[START Information supplied]

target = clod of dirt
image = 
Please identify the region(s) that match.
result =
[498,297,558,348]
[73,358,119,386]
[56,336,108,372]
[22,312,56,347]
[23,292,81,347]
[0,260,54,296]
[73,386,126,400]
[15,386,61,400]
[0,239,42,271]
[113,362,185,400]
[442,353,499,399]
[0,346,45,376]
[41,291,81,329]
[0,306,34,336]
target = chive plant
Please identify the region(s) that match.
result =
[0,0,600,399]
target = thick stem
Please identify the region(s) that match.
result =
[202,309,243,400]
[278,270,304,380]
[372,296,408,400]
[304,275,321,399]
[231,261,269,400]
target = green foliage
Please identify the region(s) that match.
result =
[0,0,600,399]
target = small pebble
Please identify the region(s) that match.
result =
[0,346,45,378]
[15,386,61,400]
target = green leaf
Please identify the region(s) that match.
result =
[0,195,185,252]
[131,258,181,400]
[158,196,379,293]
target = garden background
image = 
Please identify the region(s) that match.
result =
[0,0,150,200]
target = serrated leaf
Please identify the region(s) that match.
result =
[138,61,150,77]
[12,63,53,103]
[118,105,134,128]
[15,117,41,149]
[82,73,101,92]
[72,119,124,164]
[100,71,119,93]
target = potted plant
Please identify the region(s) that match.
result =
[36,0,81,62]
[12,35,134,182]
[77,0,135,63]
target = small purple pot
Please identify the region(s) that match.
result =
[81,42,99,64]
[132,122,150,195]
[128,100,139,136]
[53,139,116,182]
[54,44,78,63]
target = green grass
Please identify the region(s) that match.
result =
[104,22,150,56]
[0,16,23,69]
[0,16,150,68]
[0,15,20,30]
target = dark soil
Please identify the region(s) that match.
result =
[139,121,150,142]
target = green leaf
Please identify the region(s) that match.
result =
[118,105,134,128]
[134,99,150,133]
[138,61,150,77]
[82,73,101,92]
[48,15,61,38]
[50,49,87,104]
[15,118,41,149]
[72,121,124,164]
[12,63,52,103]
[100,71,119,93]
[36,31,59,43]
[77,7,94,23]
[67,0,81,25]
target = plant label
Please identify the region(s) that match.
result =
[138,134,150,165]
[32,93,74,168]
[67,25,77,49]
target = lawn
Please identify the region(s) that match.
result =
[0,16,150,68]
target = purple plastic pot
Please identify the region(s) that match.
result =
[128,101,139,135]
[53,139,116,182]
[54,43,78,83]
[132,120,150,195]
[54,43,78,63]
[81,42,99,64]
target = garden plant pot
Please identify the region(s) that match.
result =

[END Information supplied]

:: Work to complete ::
Rewrite the part of the records that opens with the line containing "target = green foliage" and closes with the line containing "[158,196,379,293]", keeping every line and multiplying each bounding-box coordinate in the results by 0.6, rounded to a whole number with halves going up. Leave all other lines unchanged and give only this part.

:: Response to the exercise ::
target = green foliage
Please identify the region(s) that match.
result =
[0,0,360,239]
target = small pebble
Please identify the region(s) that match.
result =
[0,208,27,227]
[9,232,37,240]
target = green leaf
Please identify the region(s) that match.
result =
[0,117,111,151]
[79,155,109,240]
[95,118,227,176]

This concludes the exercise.